> **ACTIONS TO TAKE**
1: Name every system resource that the passage on kernel module resources says a module uses.
2: From the passage on kernel module resources, quote the stretch from "The job of a" through "would undoubtedly happen.".
3: Extend the passage on kernel module resources, picking up after its final sentence.

> **GIVEN PASSAGE**
A module can’t accomplish its task without using system resources, such as memory, I/O ports, and interrupt lines, as well as DMA channels if you use the mainboard’s DMA controller.
As a programmer, you are already accustomed to managing memory
allocation, and writing kernel code is no different in this regard.
Your program obtains a memory area using kmalloc and
releases it using kfree. These functions behave like malloc
and free, except that kmalloc takes an additional argument, the
priority. Most of the time, a priority of GFP_KERNEL
will
do. The GFP
acronym stands for ``Get Free Page.''
Requesting I/O ports and interrupt lines, on the other hand, looks strange at first, because normally a programmer accesses them with explicit instructions in the code, without telling the operating system about it. ``Allocating'' ports and interrupts is different from memory allocation in that memory is allocated from a pool, and every address behaves the same; I/O ports have individual roles, and a driver needs to work with specific ports, not just some ports.
The job of a typical driver is, for the most part, writing and reading ports. This is true both at initialization time and during normal work. A device driver must be guaranteed exclusive access to its ports in order to prevent interference from other drivers—if a module probing for its hardware should happen to write to ports owned by another device, weird things would undoubtedly happen.

> **DATASET EXCERPTS**
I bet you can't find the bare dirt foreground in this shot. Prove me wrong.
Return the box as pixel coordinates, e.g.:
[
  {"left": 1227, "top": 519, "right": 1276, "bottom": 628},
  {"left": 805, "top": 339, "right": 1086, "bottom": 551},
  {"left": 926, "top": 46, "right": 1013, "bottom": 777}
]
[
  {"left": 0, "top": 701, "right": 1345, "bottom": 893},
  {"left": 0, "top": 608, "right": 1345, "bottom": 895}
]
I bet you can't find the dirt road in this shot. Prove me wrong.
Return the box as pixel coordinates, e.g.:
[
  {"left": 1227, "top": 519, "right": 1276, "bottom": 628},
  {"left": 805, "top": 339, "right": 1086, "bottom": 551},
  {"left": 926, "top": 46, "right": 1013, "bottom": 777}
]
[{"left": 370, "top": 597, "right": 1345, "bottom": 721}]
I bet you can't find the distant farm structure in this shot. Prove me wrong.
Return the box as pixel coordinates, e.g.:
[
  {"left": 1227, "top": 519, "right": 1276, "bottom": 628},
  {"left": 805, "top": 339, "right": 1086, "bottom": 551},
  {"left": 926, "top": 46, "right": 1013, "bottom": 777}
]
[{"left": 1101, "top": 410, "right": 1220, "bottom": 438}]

> **THE RESULTS**
1: memory, I/O ports, interrupt lines, DMA channels

2:
The job of a typical driver is, for the most part, writing and reading ports. This is true both at initialization time and during normal work. A device driver must be guaranteed exclusive access to its ports in order to prevent interference from other drivers—if a module probing for its hardware should happen to write to ports owned by another device, weird things would undoubtedly happen.

3:
The developers of Linux chose to implement a request/free mechanism for ports, mainly as a way to prevent collisions between different devices. However, unauthorized port access doesn’t produce any error condition equivalent to ``segmentation fault''—the hardware can’t enforce port registration.
Information about registered ports is available in text form in the
file /proc/ioports
, which looks like the following:
0040-005f : timer 0060-006f : kbd 0070-007f : rtc 00f0-00ff : npu 0170-0177 : ide1 01f0-01f7 : ide0 02f8-02ff : serial(auto) 0300-031f : NE2000 0376-0376 : ide1 03c0-03df : vga+ 03f6-03f6 : ide0
Each entry in the file specifies (in hex) a range of ports locked by a driver. No other driver should try to access those ports before they are released by the driver holding them.
Collision is avoided in two ways. First, a user adding a new device
to the system can check /proc/ioports
in order to configure the
new device to use free ports—this assumes the device is configured
by moving jumpers around. Later, when the software driver initializes
itself, it can autodetect the new device
without risking harm to other
devices: the driver won’t probe I/O ports already in use by other
drivers.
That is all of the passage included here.